Task requirements -> Please pick up the Purim Rabbi passage after its last sentence and continue it. The rows that follow are not part of it.

Source document ->
- Opening Delimiter -
A Purim Rabbi of Purim Rav (רב פורים; Rav Purim) is a mock rabbi appointed during the celebration of Purim to recite the Purim Torah and to perform other mock sermons. The Purim Rabbi is not necessarily a real rabbi. The tradition of Purim Rabbi is a widespread parody in Ashkenazi yeshivot, ulpanot and other schools with religious education.

== History ==
The tradition of Purim Rabbi has been common for many centuries in yeshivot of Spain, Italy, France, and Germany, from where it was transferred to Poland as well. The modern tradition of Purim Rabbi in yeshivot is attributed to Volozhin Yeshiva; it is said that the Rosh yeshiva appointed one every year, and Purim Rabbi would satirize the yeshiva life and administration. It is said that Rav Kook was selected to serve as "Purim gabbai" of Volozhin Yeshiva and he recited humorous verses poking fun at yeshiva events and administration. He did so in Hebrew and Aramaic. One of his famous quips is "Berlin will sink and Berlin will rise". According to the Volozhin tradition, the custom of Purim Rabbi was introduced by Rabbi Chaim of Volozhin, the founder of the yeshiva, with the purpose that when he resigned from the Rosh yeshiva office on Purim, then the Purim Rabbi would have a possibility to criticize him (and other officials) in the case he had done something inappropriate during the year.
- Closing Delimiter -
Exercise data ->
- Opening Delimiter -
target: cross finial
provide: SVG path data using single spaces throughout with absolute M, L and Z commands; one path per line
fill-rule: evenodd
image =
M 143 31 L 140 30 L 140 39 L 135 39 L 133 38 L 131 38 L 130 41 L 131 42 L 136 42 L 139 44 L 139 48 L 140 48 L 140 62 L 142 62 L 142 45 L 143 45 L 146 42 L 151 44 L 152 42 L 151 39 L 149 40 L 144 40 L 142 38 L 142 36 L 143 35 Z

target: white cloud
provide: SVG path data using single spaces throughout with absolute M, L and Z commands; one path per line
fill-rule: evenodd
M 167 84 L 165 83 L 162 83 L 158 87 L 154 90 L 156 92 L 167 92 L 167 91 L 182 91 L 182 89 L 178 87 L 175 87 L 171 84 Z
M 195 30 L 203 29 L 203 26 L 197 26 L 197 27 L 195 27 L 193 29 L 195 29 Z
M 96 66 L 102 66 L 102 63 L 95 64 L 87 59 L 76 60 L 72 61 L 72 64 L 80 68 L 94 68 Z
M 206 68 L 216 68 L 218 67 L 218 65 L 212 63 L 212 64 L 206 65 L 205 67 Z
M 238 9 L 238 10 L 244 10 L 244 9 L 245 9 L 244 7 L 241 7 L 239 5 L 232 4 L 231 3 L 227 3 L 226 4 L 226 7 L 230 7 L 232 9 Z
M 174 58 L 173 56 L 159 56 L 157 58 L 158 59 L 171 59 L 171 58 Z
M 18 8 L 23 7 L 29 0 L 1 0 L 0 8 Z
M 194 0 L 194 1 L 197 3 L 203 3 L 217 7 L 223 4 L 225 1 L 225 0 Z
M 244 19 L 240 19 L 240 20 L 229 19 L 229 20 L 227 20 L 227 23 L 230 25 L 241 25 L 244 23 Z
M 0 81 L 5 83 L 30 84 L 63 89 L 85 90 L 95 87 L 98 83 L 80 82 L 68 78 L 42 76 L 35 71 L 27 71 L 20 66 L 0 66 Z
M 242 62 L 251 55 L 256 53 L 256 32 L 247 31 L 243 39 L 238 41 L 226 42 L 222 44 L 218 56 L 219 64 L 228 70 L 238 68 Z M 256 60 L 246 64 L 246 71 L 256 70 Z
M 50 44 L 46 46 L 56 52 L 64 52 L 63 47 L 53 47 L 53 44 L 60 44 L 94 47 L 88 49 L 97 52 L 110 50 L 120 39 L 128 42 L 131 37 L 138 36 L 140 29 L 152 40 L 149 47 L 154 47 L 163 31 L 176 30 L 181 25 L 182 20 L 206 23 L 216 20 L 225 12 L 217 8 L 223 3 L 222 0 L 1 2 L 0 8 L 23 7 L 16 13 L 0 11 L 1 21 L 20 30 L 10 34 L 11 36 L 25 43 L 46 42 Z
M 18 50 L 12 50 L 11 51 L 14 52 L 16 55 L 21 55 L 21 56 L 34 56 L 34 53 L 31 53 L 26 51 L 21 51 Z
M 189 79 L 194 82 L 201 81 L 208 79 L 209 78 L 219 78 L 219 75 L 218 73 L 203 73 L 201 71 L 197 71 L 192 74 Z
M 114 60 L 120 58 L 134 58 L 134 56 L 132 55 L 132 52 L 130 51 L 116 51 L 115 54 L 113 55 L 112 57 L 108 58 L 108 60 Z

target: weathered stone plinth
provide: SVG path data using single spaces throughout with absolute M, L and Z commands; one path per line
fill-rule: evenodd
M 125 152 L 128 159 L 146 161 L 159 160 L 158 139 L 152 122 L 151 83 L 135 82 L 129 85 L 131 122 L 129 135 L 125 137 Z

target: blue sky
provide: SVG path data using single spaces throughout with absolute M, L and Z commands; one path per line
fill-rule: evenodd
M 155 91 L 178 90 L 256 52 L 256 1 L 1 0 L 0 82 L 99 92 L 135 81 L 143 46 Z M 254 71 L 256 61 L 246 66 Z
- Closing Delimiter -
- Opening Delimiter -
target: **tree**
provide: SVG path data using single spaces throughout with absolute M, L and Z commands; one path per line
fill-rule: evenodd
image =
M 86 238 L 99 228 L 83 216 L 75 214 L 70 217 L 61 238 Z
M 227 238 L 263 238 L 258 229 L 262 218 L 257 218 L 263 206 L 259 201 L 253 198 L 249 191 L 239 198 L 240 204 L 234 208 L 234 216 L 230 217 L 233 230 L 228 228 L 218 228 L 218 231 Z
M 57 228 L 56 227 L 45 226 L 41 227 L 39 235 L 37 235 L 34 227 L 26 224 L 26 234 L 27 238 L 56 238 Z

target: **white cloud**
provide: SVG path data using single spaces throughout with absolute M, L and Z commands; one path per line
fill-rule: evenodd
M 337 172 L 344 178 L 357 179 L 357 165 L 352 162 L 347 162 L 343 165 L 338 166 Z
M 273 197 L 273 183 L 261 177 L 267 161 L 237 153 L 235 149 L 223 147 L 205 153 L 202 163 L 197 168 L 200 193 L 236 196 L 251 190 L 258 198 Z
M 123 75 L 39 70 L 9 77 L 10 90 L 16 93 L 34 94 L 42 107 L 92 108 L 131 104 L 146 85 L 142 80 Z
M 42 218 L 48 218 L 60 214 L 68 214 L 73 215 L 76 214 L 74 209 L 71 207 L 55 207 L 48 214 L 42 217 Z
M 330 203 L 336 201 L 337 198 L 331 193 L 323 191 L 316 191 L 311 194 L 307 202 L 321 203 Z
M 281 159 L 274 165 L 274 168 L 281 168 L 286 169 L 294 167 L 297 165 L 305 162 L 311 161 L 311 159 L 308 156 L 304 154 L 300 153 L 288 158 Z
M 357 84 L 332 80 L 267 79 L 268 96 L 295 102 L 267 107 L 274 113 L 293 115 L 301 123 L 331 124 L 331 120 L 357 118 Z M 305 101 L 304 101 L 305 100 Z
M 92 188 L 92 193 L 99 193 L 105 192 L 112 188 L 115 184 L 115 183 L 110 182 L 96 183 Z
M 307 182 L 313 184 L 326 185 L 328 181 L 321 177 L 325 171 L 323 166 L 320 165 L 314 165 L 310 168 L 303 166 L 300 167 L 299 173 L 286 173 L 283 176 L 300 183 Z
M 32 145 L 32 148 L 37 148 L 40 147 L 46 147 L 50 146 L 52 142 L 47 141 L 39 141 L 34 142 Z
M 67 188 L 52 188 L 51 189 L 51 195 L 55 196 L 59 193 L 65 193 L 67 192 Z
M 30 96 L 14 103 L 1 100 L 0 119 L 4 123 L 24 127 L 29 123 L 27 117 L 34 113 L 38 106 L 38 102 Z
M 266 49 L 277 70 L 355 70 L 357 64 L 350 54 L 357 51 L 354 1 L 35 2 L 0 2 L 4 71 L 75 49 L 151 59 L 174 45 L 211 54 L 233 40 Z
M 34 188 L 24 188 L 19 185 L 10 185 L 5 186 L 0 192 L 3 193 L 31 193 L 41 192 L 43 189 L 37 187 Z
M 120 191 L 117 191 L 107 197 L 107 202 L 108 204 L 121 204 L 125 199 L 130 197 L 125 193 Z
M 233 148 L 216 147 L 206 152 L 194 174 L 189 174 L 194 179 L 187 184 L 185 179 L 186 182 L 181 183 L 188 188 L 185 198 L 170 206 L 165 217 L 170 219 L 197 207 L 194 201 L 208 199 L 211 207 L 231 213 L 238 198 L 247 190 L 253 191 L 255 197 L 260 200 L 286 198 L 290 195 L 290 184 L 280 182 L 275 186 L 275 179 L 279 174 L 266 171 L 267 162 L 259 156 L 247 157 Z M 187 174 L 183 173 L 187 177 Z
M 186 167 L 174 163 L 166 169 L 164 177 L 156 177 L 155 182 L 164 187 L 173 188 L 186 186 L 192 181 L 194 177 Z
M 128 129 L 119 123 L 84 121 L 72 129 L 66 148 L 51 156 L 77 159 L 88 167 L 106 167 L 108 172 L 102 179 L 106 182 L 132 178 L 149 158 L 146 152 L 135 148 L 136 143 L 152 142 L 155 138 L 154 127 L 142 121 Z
- Closing Delimiter -
- Opening Delimiter -
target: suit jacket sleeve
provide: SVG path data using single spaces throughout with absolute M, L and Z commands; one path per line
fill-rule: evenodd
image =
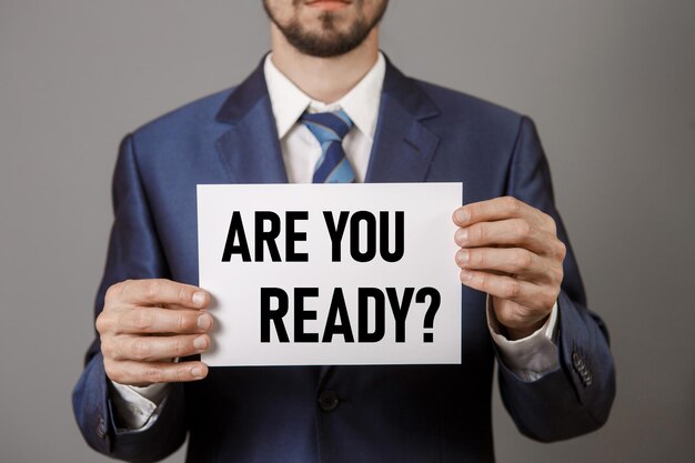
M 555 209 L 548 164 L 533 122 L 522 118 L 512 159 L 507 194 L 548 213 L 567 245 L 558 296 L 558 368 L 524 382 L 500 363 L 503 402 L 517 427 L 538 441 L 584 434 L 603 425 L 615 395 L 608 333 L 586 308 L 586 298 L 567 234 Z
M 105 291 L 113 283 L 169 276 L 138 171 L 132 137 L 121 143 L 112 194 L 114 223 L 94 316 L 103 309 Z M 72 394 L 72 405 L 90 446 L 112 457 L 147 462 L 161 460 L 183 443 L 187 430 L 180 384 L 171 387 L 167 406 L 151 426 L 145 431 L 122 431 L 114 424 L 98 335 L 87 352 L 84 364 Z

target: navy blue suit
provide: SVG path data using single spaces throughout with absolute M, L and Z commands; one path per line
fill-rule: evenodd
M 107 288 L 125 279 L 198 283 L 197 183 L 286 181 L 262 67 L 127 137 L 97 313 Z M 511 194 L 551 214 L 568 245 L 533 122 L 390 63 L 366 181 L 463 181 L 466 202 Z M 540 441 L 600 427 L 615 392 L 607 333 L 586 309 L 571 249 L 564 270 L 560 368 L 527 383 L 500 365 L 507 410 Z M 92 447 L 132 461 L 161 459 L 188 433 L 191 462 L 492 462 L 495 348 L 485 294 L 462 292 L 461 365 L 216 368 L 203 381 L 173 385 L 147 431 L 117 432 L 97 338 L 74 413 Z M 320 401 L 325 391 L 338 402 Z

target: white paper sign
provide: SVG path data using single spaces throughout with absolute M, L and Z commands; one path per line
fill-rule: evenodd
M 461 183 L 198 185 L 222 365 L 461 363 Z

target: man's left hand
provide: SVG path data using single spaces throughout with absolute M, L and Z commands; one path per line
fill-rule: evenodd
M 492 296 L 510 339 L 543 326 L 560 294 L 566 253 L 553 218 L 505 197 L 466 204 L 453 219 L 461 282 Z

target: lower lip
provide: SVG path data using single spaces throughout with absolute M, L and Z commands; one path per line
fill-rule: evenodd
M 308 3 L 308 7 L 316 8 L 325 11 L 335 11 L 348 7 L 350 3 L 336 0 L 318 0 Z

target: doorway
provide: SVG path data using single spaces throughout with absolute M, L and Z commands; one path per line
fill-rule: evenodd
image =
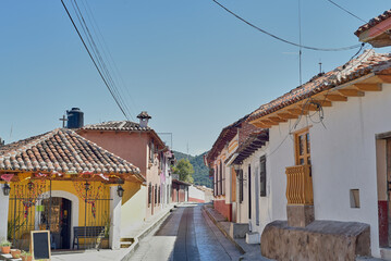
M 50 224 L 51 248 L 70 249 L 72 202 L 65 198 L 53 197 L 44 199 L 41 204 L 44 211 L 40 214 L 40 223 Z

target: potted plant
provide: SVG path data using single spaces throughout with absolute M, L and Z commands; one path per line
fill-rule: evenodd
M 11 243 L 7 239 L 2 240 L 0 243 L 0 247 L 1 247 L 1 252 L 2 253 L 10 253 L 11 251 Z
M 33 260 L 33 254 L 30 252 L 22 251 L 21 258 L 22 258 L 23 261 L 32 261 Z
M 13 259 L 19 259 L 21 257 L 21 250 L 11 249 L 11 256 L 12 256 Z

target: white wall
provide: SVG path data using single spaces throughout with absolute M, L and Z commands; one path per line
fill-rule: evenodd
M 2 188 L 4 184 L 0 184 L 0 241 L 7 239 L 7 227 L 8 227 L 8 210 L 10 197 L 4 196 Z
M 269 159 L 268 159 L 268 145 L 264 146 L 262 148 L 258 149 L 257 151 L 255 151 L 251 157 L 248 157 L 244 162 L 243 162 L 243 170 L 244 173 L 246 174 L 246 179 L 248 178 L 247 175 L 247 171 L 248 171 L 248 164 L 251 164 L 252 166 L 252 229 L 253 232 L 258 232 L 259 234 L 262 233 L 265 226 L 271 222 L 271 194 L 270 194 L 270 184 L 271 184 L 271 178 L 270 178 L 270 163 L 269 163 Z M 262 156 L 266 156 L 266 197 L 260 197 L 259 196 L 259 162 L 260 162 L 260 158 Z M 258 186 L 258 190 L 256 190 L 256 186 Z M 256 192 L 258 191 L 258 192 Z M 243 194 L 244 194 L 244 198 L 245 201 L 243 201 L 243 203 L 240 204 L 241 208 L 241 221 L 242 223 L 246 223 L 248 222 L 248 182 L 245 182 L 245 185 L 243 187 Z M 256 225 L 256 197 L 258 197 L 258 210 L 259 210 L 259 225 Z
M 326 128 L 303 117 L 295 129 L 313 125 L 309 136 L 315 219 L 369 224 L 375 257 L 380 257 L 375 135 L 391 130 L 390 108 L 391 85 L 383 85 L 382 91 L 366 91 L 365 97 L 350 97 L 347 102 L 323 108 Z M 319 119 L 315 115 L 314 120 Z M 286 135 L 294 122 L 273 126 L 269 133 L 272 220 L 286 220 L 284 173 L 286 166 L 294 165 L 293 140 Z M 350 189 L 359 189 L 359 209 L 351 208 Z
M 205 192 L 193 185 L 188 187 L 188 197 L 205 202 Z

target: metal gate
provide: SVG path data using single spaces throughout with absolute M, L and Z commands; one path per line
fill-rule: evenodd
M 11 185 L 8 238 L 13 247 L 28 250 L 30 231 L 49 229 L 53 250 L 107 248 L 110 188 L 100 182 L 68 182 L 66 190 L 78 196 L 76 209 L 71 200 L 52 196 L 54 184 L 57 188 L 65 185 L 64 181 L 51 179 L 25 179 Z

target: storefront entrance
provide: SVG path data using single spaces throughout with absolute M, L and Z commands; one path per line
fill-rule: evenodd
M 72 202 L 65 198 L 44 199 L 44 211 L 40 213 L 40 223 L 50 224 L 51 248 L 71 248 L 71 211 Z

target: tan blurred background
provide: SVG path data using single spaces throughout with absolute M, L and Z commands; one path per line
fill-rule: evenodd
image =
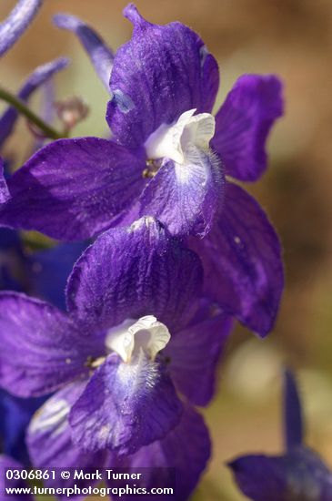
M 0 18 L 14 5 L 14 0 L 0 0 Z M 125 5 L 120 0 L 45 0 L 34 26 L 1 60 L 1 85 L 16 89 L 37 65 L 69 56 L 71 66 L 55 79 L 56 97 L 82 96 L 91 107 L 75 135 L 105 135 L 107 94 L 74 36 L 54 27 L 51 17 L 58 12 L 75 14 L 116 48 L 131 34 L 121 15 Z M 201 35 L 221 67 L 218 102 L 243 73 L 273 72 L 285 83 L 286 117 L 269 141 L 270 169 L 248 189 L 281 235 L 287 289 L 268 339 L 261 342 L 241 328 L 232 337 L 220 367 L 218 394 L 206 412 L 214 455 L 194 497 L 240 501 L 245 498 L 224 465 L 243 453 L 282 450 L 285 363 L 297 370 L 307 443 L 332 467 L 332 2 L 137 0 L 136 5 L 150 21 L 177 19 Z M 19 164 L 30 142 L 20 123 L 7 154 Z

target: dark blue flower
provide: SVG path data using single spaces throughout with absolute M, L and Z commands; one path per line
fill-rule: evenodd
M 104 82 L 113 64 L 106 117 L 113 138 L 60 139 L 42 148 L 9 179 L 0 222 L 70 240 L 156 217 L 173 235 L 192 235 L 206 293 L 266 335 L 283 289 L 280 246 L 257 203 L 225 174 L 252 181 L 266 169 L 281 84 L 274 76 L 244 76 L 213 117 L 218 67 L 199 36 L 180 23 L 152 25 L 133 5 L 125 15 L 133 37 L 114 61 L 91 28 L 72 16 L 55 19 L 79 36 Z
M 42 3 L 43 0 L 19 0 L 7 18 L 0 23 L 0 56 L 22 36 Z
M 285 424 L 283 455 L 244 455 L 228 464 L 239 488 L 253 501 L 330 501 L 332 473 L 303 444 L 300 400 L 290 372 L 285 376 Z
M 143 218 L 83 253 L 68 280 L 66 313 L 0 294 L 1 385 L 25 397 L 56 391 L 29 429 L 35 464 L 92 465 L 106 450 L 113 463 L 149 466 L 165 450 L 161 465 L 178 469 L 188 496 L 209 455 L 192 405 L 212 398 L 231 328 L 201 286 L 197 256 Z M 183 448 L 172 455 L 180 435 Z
- Closing Delimiter -
Result of the task ->
Some rabbis, such as Sephardi Chief Rabbi of Israel Ovadia Yosef and Ashkenazi Chief Rabbi Yona Metzger, criticize the tradition of Purim Rabbi. There is an opposition to importing the Ashkenazi tradition of Purim Rav into Sephardi yeshivot. At the same time the tradition in Ashkenazi yeshivot may be defended, if it is performed reasonably, without crossing the line between good-spirited jokes and denigrating the Rav. Rabbi Yona Metzger noted that often Purim Rabbis cross the border of good-hearted humor into slander and gossip, which should not be tolerated.

Jeffrey L. Rubenstein points out that Purim rabbi is a case of the Purim tradition of "VeNahafoch hu" ("The opposite happened" - words from the Megillah), i.e., various kinds of reversal, along with dressing men as women. He notes that in the past it was not uncommon to seize the roles rosh yeshiva, rosh qahal, hazzan, etc. during Purim.